**Source text:**
Module 8 of 26 · Foundations

Data quality and meaning

30 min read 4 outcomes Interactive quality scanner + drag challenge 5 standards cited

By the end of this module you will be able to:

  • Define and distinguish the six ISO 8000-8 data quality dimensions
  • Apply a data quality dimension to assess a described dataset scenario
  • Explain the difference between data quality and data fitness for purpose
  • Describe a master data management approach for a given quality problem
Hospital corridor with medical equipment, representing the NHS data quality incident

Real-world incident · 2019

Duplicate records inflated hospital death counts by 552.

In 2019, NHS England published hospital mortality statistics that incorrectly attributed 552 additional deaths to a particular hospital trust. The cause was duplicate patient records in the underlying data pipeline: patients treated at multiple hospitals had separate records that were not de-duplicated before analysis.

The trust faced reputational damage before the error was identified and corrected. Data quality is not an abstract concept, and the costs of poor quality extend well beyond spreadsheet errors.

The previous module covered how to present data clearly. This module covers how to ensure the data is worth presenting in the first place.

No one deliberately falsified data. Yet a hospital trust faced reputational damage because of duplicate records. Is bad data quality always someone's fault?

The NHS case illustrates a principle that runs through every data role: the quality of decisions cannot exceed the quality of the data they rely on. Gartner estimated in 2018 that organisations believe poor data quality costs them an average of $12.9 million per year. The actual costs include wasted effort, incorrect decisions, compliance failures, and reputational damage.

With the learning outcomes established, this module begins by examining what data quality means in depth.

8.1 What data quality means

Data quality is the degree to which data is fit for the intended use of its consumers. The critical phrase is "fit for purpose." A dataset with 5% address errors may be acceptable for postal marketing but unacceptable for regulatory compliance reporting.

ISO 8000-8:2015 and the DAMA-DMBOK (Data Management Body of Knowledge) both define data quality as multidimensional: no single measure captures all aspects. The standard framework uses accuracy, completeness, consistency, timeliness, validity, and uniqueness.

**Recorded information:**
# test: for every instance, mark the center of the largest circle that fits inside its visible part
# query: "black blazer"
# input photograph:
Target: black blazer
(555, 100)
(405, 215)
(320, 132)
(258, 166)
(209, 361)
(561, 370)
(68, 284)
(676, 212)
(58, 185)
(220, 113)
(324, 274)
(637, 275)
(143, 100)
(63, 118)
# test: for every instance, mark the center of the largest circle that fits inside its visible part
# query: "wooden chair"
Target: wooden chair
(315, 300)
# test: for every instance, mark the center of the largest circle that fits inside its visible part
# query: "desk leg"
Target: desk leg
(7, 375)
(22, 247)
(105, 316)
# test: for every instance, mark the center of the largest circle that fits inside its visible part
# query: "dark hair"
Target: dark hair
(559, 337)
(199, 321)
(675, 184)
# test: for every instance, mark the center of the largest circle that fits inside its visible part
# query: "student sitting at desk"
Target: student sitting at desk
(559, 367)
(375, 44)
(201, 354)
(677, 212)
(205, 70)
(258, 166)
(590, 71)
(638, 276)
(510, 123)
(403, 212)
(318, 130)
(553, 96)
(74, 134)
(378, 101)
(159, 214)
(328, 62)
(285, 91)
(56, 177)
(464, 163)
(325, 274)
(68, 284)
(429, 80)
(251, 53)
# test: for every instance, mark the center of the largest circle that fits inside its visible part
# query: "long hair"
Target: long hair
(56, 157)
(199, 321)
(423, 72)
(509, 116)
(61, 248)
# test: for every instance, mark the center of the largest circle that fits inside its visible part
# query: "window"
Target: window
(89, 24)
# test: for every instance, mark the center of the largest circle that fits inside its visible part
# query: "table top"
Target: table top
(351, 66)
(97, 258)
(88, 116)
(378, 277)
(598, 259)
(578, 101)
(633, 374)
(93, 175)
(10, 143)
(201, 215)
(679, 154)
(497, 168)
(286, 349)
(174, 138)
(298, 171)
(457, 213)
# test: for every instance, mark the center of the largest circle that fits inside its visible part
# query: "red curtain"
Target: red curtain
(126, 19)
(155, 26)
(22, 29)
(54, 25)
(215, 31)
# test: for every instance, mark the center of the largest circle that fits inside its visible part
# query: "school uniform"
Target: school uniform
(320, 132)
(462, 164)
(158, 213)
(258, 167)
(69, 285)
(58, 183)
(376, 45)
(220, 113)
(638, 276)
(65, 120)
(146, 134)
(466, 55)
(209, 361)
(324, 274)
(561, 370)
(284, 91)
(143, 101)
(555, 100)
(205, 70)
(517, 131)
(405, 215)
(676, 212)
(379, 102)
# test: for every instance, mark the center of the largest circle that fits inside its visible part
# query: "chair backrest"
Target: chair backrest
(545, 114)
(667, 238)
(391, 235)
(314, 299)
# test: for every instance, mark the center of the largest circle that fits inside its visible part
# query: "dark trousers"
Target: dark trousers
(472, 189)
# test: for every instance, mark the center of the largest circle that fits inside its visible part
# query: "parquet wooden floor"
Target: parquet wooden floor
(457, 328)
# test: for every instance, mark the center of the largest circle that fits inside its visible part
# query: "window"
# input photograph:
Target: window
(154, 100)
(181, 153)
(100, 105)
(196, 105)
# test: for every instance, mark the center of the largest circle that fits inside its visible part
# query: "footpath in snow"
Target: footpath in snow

---

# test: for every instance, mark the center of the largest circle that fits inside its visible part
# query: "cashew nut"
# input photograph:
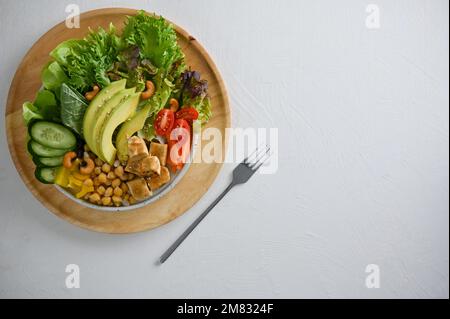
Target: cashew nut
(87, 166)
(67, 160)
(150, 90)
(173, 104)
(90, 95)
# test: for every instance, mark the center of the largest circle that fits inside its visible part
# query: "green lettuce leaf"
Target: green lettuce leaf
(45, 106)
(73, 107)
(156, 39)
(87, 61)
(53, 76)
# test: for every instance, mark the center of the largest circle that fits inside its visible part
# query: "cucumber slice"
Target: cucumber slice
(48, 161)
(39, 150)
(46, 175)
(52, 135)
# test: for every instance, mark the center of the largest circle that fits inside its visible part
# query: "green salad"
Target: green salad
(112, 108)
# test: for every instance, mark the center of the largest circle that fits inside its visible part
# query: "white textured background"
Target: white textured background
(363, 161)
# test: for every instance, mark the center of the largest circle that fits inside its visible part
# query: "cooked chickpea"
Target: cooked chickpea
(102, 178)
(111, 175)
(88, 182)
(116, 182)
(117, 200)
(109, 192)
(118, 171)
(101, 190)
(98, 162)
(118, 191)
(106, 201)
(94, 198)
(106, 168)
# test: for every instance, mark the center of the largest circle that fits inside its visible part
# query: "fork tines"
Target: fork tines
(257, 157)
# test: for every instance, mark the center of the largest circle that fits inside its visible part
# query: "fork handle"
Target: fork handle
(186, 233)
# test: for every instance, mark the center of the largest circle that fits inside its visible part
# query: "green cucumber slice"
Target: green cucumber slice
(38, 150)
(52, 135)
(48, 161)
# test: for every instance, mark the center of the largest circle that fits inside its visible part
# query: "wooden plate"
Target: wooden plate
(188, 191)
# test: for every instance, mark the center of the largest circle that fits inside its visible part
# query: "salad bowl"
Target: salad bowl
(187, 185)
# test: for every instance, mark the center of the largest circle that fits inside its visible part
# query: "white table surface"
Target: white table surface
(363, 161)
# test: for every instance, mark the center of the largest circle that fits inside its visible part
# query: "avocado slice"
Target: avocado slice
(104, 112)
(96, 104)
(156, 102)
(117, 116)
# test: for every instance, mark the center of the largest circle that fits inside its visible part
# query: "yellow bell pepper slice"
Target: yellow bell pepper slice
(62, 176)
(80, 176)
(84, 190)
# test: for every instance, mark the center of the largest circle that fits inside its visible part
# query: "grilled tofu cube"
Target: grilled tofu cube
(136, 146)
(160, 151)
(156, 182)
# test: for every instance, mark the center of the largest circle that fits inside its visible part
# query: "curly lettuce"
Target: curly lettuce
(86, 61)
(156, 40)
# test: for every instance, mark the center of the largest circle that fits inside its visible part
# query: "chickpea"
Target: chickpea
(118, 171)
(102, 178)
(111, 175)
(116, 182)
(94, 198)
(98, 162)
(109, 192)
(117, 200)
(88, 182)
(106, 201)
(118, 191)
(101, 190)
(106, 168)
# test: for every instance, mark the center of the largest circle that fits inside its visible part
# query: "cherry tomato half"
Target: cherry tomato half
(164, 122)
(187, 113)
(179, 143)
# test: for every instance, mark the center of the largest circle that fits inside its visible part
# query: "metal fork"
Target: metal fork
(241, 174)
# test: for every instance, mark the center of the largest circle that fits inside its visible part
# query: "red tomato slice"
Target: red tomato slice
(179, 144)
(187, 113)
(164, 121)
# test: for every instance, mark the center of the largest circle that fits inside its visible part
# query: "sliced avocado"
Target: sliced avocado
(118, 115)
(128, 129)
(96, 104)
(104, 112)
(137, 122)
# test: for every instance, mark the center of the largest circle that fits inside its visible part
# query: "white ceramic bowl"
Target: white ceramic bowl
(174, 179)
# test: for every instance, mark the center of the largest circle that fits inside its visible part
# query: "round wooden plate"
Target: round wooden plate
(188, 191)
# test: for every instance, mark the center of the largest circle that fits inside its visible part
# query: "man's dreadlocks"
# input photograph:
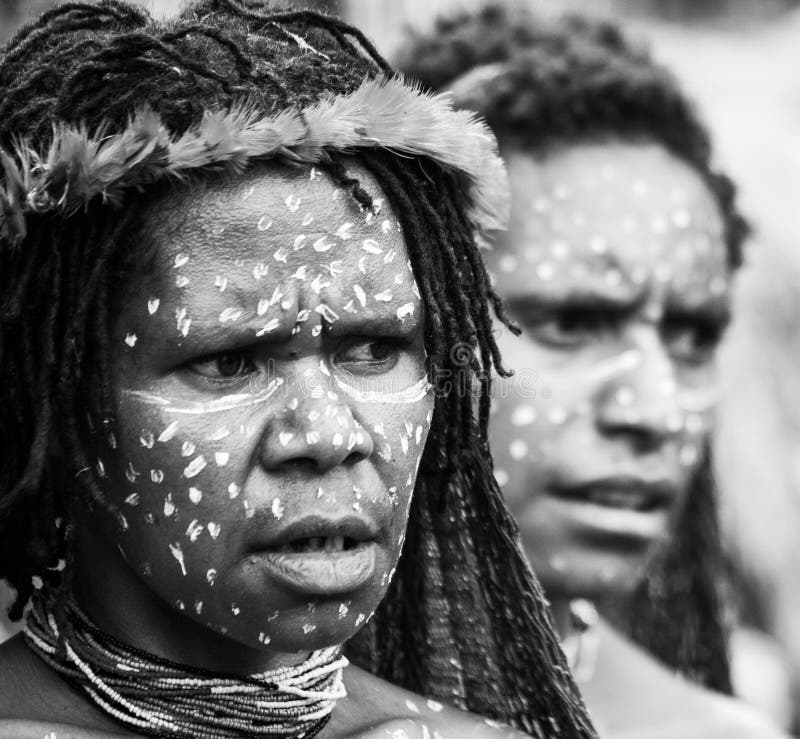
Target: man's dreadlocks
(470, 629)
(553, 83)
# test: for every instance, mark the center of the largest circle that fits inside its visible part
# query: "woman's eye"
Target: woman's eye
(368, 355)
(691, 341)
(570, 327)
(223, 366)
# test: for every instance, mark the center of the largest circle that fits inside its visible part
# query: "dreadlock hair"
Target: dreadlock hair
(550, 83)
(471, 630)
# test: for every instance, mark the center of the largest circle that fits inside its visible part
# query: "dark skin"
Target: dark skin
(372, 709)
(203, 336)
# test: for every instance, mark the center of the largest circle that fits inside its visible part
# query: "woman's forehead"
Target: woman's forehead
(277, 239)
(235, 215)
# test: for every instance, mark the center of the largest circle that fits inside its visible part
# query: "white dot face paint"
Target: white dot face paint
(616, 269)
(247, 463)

==

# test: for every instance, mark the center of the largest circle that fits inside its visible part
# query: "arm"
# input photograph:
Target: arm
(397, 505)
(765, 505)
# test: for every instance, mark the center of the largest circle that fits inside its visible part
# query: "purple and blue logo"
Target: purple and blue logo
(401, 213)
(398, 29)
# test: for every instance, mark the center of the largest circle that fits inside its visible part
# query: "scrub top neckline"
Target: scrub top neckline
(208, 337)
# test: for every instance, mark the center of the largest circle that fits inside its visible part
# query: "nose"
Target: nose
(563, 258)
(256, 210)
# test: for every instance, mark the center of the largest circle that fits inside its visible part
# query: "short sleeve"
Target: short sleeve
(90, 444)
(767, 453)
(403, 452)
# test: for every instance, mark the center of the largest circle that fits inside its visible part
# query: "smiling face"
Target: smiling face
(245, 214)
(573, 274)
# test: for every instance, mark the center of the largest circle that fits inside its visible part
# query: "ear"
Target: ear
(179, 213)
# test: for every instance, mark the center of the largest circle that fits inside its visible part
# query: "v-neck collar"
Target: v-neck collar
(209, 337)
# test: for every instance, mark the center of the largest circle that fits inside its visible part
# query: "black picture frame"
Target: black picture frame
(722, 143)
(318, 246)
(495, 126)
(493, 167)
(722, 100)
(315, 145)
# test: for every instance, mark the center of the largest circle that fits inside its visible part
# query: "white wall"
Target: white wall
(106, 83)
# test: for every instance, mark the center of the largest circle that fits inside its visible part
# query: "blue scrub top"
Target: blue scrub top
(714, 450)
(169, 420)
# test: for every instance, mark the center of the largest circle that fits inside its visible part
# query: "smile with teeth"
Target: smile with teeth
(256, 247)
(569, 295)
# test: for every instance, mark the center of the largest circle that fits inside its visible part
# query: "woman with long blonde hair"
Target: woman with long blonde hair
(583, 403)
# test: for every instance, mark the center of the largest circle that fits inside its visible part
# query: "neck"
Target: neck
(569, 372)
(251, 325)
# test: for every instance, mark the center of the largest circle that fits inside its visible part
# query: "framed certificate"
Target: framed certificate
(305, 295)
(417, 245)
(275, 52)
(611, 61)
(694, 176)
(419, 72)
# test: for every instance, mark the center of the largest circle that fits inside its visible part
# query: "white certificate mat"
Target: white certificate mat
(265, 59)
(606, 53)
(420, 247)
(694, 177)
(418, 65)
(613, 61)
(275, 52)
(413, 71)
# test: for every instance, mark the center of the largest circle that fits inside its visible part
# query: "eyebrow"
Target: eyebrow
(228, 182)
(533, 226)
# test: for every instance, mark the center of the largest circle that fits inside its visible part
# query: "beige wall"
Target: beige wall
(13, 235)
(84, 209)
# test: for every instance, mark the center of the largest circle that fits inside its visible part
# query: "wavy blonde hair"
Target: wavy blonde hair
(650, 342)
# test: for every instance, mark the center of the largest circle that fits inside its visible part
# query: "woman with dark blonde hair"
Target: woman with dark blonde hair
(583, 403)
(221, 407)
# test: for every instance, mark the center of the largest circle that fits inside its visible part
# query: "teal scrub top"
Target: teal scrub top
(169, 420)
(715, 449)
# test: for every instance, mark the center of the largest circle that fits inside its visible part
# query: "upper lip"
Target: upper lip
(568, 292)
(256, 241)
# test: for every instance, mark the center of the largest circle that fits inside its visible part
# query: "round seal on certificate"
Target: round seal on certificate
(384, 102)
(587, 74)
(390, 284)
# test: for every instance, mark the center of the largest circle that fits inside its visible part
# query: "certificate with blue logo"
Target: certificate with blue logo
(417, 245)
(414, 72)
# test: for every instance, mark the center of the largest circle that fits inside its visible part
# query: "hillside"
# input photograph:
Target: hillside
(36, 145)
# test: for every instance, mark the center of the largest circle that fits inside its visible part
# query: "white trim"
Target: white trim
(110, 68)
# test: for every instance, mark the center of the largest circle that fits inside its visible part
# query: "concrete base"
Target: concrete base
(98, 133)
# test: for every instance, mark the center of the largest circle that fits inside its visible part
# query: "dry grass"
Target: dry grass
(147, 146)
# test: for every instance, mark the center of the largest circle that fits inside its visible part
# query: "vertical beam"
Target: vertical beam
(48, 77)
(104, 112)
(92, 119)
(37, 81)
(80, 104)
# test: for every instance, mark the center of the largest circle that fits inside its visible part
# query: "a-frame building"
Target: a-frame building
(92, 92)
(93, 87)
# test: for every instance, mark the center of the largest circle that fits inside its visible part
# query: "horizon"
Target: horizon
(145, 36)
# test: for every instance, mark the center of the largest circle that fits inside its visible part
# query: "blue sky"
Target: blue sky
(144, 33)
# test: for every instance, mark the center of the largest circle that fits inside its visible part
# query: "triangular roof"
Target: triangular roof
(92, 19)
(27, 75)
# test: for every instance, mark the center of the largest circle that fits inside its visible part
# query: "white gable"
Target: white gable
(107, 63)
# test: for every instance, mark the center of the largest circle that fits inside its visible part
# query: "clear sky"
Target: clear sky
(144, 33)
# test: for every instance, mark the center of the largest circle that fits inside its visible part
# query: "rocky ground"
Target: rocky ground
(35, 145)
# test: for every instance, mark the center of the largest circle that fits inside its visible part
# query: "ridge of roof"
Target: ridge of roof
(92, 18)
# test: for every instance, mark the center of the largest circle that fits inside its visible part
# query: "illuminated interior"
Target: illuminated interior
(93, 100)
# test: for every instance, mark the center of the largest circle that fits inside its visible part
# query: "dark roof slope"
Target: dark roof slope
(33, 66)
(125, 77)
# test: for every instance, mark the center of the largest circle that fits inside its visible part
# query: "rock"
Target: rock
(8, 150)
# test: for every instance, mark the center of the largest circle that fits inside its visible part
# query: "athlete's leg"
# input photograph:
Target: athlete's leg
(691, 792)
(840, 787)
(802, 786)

**Using the information:**
a) According to the data quality module, why did the 2019 NHS England mortality statistics attribute 552 additional deaths to one hospital trust? Answer in one to three sentences.
b) Return everything in the data quality module from "The trust faced" down to "and reputational damage.", copied word for word.
The lines come from a different source than the data quality module.

**Responses to the exercise:**
a) The data pipeline held duplicate patient records. Patients treated at multiple hospitals had separate records that were not de-duplicated before the analysis.

b)
The trust faced reputational damage before the error was identified and corrected. Data quality is not an abstract concept, and the costs of poor quality extend well beyond spreadsheet errors.

The previous module covered how to present data clearly. This module covers how to ensure the data is worth presenting in the first place.

No one deliberately falsified data. Yet a hospital trust faced reputational damage because of duplicate records. Is bad data quality always someone's fault?

The NHS case illustrates a principle that runs through every data role: the quality of decisions cannot exceed the quality of the data they rely on. Gartner estimated in 2018 that organisations believe poor data quality costs them an average of $12.9 million per year. The actual costs include wasted effort, incorrect decisions, compliance failures, and reputational damage.